Provided data:
-- begin --

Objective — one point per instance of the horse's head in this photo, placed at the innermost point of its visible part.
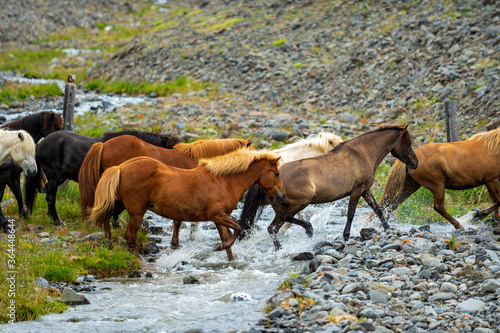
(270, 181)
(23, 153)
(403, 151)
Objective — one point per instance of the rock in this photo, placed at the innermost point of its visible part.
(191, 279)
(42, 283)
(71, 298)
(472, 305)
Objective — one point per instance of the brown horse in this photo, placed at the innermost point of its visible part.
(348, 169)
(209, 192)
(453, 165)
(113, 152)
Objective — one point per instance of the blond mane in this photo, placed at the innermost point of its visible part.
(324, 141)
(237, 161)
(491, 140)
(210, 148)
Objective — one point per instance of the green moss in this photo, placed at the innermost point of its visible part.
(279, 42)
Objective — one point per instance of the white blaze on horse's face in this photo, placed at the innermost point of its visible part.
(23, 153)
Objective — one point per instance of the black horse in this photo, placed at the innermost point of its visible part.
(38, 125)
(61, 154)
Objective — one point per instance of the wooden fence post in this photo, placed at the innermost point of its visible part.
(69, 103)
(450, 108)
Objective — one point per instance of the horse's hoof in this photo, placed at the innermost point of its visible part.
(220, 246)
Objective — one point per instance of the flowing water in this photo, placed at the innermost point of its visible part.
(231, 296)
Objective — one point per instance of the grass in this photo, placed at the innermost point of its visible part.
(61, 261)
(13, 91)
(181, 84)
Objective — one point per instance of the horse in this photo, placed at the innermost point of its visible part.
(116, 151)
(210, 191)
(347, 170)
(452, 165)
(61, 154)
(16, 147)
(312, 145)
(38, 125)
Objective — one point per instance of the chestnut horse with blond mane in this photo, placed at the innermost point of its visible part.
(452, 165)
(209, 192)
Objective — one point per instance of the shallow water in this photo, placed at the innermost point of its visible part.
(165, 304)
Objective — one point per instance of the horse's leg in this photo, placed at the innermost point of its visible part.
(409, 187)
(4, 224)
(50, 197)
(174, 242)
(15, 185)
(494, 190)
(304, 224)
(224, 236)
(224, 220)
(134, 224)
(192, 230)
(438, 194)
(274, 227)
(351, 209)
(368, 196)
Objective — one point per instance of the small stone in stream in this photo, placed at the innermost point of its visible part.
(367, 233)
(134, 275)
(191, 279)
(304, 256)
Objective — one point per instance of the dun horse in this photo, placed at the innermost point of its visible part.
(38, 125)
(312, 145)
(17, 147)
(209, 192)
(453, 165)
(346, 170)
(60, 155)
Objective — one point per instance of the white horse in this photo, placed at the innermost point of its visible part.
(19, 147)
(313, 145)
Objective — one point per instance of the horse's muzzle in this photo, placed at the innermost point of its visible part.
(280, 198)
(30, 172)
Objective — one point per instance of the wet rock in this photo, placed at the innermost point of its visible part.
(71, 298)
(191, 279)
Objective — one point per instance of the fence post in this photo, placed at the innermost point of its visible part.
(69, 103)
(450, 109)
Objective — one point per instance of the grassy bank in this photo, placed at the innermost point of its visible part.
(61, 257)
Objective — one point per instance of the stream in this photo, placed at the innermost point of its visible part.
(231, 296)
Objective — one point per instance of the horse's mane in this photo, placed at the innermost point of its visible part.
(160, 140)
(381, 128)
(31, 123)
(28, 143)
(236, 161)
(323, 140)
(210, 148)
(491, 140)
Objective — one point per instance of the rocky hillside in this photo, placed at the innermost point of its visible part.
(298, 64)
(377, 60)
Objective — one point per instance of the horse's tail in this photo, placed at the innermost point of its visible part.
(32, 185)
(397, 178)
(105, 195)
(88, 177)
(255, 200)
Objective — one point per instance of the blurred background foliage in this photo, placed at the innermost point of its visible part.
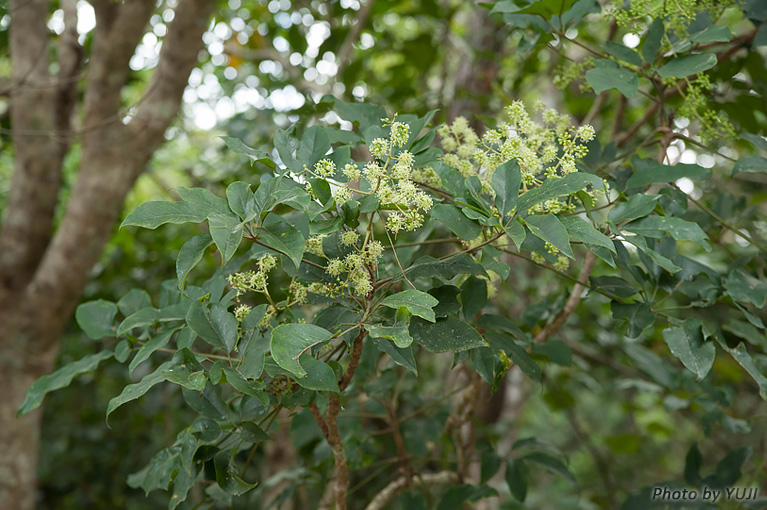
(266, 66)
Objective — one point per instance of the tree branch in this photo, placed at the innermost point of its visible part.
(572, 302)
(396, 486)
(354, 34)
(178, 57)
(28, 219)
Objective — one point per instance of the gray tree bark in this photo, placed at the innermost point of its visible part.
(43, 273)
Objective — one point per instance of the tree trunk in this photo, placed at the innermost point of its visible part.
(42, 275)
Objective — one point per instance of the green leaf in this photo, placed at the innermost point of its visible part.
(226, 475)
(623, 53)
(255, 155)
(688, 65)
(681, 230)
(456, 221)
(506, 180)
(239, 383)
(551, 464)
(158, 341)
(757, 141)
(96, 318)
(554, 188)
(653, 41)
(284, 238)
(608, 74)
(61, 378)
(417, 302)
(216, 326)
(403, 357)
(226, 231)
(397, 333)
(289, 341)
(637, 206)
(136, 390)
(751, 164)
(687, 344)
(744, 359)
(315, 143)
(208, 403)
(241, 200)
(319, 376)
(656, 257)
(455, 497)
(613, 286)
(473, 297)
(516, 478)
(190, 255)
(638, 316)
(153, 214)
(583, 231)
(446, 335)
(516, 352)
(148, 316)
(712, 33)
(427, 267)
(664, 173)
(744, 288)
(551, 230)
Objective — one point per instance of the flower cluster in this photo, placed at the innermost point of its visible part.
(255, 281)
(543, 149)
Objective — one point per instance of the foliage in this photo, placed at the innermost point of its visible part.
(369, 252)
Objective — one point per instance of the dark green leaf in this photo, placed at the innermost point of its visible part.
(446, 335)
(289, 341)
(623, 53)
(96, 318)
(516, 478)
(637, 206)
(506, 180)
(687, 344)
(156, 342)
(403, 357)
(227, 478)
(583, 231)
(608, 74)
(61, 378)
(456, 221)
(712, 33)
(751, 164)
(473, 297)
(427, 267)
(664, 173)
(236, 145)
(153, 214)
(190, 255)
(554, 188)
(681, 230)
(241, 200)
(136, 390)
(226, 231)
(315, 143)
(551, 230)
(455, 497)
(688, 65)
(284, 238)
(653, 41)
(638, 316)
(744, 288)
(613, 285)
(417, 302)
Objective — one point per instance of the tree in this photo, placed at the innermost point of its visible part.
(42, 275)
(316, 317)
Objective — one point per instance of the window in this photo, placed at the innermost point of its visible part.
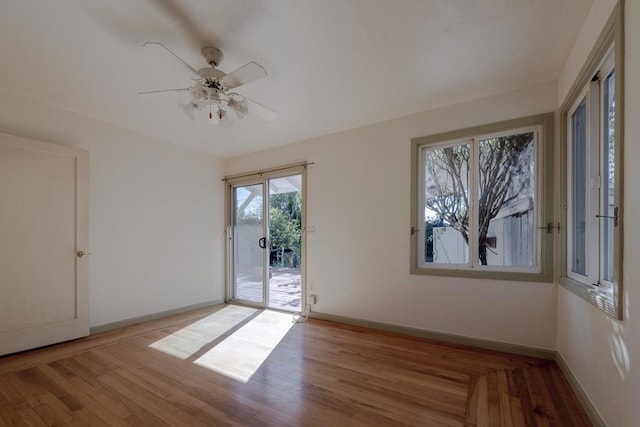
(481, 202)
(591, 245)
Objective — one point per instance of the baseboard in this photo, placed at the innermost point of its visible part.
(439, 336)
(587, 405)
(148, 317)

-- end --
-- begin --

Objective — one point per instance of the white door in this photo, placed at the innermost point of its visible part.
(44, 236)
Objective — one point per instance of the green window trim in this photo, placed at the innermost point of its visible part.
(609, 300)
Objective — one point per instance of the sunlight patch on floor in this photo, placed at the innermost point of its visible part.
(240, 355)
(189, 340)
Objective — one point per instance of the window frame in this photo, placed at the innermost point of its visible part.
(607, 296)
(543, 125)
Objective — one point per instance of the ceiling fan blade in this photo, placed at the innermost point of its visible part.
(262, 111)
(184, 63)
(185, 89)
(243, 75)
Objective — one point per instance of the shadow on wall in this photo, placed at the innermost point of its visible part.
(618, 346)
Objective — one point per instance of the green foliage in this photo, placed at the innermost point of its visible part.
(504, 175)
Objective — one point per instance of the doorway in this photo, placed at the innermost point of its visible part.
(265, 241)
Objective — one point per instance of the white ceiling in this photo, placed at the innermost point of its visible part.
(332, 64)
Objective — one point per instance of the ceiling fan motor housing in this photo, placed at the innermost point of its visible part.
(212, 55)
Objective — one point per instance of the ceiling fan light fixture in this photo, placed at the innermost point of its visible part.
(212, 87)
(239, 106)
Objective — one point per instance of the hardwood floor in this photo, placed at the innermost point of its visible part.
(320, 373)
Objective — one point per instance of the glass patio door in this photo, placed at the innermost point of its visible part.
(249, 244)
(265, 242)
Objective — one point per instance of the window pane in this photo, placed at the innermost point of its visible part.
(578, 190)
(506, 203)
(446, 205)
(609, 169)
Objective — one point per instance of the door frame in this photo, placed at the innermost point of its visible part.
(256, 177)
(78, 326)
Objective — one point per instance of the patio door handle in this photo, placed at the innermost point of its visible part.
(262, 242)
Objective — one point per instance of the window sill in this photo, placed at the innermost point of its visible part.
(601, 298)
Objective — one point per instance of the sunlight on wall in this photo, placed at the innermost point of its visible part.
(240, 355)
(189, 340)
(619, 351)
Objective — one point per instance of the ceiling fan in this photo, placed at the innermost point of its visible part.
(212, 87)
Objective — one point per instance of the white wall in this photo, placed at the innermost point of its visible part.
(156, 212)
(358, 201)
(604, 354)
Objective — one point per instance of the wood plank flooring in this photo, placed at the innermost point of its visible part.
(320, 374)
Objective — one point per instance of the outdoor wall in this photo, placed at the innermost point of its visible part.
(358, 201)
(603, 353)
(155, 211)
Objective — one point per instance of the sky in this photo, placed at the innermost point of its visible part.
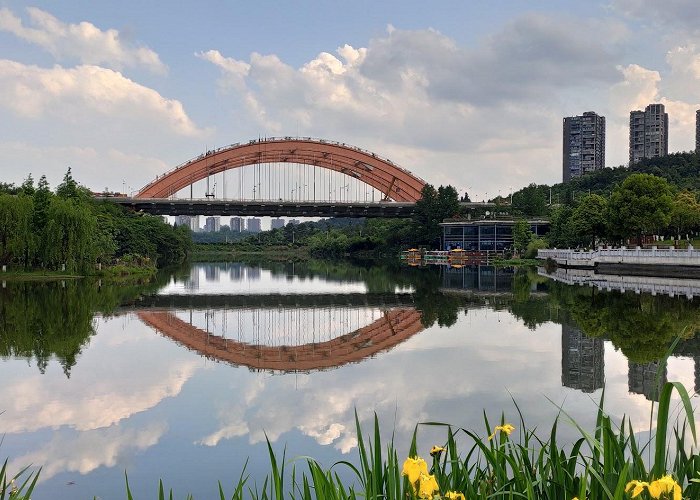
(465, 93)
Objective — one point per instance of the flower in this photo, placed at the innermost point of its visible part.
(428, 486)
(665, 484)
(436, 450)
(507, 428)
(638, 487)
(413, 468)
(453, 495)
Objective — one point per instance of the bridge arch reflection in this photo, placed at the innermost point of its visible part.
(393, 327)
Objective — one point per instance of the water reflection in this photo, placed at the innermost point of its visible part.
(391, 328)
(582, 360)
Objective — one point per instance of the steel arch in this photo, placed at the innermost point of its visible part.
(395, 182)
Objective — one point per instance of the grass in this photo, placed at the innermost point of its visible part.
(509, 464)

-- end --

Short task: Gather every line of the records that contains the word "window" and copy each one out. Case counts.

Full response:
Objective — one point per instance of the window in this photo, placed at the innermost point of its visible part.
Objective — one point per instance of the green window trim in this photo, placed at the innermost point of its visible part.
Objective — one point per instance of the window frame in this photo, placed at the innermost point of its visible part.
Objective — one point per instance of the window pane in this photo, placed at the innermost point of its visible part.
Objective — one point per instance of the window sill in this photo, placed at the innermost point of its visible part.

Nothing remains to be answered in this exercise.